▶ **Directions**: In the data below, which lines hold the word "white"? Copy them.

(Saved entries)
BEGIN

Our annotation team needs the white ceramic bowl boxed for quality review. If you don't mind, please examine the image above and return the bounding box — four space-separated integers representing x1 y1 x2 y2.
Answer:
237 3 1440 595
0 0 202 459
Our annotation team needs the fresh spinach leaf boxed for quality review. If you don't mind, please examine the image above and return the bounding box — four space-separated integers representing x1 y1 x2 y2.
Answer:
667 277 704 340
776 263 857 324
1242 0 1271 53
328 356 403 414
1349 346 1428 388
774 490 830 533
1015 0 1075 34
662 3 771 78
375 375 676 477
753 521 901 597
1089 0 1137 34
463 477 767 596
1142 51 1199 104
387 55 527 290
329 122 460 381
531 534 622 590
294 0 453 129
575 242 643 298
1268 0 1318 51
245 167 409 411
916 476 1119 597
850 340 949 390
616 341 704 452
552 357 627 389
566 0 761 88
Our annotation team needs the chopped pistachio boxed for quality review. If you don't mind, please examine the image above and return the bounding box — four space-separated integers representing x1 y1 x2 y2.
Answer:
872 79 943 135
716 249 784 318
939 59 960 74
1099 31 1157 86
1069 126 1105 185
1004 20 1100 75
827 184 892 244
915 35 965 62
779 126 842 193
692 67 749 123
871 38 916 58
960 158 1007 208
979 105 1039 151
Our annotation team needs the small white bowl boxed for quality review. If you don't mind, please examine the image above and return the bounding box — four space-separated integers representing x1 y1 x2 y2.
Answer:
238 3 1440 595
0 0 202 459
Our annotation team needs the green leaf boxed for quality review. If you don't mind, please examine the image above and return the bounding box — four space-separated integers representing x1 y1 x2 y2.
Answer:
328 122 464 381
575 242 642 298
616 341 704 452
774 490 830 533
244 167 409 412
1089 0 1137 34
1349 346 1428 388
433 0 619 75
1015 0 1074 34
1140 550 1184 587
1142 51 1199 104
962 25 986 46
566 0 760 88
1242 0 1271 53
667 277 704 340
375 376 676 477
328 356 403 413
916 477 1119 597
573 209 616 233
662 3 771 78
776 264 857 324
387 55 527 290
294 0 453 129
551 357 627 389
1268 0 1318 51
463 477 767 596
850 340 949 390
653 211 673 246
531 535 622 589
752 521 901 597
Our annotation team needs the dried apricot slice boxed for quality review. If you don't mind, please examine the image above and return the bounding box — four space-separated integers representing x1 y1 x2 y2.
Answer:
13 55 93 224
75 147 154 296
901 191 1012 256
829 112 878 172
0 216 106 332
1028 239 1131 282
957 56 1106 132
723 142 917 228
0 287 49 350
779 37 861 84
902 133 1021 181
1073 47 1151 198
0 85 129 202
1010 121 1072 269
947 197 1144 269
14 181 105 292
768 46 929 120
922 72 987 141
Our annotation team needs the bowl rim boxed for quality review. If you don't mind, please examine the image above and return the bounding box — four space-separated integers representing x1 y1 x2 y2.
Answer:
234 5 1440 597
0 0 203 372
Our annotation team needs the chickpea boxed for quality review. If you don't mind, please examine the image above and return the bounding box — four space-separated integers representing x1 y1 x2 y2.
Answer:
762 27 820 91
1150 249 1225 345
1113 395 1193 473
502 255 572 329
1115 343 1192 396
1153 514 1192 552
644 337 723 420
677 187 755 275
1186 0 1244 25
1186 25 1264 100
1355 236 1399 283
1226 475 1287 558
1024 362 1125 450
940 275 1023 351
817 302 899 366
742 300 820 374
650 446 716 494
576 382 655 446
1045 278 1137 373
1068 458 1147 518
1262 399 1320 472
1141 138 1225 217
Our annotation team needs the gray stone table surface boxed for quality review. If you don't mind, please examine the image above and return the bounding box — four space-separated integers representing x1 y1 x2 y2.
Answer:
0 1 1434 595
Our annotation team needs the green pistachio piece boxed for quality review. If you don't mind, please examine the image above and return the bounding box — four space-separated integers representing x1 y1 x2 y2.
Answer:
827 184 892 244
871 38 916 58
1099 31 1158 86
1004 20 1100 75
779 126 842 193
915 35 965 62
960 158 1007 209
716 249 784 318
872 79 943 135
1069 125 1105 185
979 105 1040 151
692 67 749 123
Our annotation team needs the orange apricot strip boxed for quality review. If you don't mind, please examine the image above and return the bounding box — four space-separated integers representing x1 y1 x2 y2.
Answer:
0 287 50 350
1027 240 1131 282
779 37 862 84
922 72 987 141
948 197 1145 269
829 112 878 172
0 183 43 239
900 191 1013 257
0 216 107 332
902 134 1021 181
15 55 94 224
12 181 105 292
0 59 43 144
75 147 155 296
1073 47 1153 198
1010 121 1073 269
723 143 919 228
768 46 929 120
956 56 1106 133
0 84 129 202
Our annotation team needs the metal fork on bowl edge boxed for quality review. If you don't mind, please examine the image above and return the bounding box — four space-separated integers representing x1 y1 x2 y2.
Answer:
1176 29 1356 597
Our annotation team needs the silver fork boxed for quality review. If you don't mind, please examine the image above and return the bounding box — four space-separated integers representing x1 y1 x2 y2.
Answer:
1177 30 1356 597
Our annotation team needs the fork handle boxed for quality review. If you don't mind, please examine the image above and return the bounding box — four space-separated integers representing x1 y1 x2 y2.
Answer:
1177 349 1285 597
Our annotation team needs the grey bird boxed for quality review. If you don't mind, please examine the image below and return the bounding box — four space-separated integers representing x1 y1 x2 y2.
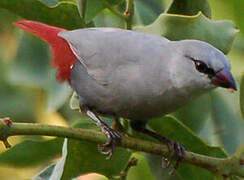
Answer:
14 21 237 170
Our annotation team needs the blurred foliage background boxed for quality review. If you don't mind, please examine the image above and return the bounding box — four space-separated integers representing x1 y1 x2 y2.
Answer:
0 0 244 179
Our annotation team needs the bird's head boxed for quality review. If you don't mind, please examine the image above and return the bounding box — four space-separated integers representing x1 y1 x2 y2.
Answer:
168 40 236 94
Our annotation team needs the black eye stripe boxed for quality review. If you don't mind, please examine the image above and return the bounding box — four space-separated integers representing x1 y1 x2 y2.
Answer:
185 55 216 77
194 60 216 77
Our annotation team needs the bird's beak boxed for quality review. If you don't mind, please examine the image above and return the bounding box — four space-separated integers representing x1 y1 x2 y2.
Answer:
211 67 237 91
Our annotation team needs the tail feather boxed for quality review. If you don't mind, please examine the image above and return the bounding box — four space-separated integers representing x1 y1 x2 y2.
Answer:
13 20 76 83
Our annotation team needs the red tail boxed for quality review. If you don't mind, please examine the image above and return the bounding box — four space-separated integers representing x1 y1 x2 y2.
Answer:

END
BEGIN

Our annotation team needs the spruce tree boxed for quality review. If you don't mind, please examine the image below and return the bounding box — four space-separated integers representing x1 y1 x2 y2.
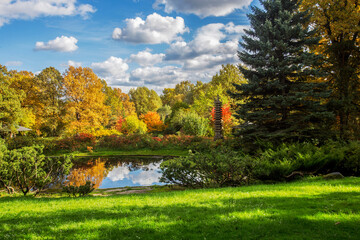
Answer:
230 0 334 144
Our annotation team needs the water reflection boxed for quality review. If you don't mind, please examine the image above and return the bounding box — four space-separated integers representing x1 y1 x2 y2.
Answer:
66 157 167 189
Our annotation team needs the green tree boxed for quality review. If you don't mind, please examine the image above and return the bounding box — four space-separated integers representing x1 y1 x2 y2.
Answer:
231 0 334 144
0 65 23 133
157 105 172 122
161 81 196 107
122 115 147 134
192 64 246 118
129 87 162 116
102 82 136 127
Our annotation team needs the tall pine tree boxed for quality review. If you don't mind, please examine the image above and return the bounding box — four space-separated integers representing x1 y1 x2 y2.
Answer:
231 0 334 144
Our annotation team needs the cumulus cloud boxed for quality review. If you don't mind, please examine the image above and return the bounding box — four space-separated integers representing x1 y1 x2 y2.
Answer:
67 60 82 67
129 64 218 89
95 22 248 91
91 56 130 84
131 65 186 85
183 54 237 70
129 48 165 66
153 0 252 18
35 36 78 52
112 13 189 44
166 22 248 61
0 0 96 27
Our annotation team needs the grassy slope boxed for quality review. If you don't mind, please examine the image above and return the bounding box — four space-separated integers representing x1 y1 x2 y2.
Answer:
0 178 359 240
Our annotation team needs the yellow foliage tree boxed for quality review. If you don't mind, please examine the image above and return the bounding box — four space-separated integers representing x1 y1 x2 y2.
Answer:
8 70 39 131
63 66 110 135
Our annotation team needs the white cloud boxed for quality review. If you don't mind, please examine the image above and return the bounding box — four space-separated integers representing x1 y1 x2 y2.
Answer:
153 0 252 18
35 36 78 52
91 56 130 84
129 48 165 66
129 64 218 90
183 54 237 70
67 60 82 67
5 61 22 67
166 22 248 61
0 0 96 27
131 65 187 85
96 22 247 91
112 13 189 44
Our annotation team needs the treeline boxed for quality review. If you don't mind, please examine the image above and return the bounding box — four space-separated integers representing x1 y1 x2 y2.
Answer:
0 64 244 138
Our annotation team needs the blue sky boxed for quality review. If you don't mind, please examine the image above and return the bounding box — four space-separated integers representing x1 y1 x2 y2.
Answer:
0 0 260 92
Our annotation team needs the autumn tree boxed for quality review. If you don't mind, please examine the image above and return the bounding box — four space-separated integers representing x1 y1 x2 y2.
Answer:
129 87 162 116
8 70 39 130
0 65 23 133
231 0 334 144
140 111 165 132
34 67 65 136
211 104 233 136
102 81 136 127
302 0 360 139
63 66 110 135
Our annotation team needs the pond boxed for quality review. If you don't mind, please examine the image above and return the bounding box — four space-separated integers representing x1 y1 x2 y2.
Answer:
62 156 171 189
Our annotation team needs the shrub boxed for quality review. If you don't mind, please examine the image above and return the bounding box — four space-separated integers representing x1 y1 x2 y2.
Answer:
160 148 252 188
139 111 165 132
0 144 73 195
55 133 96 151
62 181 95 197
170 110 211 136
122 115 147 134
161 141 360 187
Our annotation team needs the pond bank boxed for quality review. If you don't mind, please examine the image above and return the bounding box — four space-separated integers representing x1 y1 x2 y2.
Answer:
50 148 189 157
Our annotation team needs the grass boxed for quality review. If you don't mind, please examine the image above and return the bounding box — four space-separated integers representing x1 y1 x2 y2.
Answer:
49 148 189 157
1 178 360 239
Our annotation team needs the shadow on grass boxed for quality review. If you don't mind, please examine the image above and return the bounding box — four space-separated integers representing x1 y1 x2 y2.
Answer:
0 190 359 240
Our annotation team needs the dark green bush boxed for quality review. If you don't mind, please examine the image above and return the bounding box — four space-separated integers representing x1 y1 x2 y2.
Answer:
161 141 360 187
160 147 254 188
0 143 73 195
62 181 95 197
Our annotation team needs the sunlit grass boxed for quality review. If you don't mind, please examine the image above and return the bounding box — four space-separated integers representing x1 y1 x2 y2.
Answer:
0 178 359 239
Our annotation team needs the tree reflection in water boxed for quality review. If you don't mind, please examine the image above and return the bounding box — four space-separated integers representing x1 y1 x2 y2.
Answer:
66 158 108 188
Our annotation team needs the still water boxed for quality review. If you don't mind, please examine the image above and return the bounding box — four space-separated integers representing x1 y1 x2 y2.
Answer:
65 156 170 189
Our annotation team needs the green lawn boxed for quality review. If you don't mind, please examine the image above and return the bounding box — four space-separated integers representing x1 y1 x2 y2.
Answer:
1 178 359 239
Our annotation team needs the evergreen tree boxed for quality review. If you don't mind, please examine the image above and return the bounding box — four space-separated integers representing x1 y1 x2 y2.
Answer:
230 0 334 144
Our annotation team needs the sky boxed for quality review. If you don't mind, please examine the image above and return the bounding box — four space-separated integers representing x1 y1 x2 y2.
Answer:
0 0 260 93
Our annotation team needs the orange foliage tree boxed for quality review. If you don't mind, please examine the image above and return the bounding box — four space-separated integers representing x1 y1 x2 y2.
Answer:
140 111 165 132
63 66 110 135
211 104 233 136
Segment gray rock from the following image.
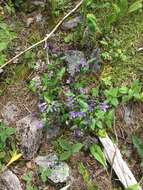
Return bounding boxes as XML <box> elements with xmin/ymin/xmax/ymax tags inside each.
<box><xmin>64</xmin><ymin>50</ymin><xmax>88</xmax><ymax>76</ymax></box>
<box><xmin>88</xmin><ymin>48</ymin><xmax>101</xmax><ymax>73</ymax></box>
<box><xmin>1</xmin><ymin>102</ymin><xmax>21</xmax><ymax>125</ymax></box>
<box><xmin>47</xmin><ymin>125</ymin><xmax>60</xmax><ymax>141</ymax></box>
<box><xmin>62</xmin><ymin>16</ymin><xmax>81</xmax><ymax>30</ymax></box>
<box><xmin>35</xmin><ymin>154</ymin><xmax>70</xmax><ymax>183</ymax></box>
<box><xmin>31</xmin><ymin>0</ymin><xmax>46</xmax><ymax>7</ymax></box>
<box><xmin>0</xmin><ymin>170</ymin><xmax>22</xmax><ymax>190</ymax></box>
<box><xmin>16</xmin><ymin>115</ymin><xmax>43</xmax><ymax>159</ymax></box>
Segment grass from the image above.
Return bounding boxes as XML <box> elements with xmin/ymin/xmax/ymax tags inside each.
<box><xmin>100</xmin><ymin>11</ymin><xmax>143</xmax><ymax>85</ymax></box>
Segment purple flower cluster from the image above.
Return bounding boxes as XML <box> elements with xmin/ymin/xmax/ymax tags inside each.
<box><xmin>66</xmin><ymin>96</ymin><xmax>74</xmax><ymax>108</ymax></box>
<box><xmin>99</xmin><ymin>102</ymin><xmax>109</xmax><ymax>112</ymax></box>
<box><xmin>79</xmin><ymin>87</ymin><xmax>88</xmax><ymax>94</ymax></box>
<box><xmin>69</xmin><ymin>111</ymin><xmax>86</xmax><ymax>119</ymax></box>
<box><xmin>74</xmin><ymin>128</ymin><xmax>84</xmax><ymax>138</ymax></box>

END

▶ **Answer to the problem**:
Our annotation team needs the white ceramic bowl boxed for quality review. If you don't mind, please examine the image above and return the bounding box — four space-separated integers representing x1 y1 x2 y2.
Our annotation team needs the small white bowl boxed for quality review. If you don't mind, please examine the image above and return the bounding box — four space-separated integers representing x1 y1 x2 y2.
Our annotation team needs the white cloud boxed for quality review. If you don't mind, please examine the image above and return the bounding box — four space-separated integers representing x1 y1 x2 y2.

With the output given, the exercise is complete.